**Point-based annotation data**
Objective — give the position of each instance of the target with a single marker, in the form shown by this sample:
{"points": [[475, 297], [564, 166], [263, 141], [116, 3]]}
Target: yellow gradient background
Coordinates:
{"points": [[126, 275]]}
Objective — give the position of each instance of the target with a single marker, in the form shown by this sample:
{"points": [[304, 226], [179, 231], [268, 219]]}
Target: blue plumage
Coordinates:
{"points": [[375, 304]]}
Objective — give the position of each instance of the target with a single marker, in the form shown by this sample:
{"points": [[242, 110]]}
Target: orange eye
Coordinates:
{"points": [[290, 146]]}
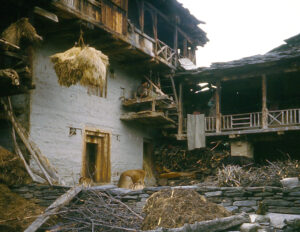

**AIM**
Quote every line of the records above word for word, leaving out the pictures.

**FINAL ANSWER**
Objective — give the position of each instance of the target with a single marker, in the form shown by this sample:
{"points": [[475, 297], [564, 166], [263, 141], [116, 3]]}
Target: yellow gradient background
Coordinates:
{"points": [[126, 275]]}
Objective — give the position of each instance of the target with a single marker, in the form shown by this sample:
{"points": [[304, 226], [179, 231], [268, 219]]}
Target: blue plumage
Coordinates:
{"points": [[375, 304]]}
Objective — give the position of each instance of the target with a single marker, in the form shown by this sample:
{"points": [[242, 110]]}
Target: orange eye
Coordinates:
{"points": [[290, 146]]}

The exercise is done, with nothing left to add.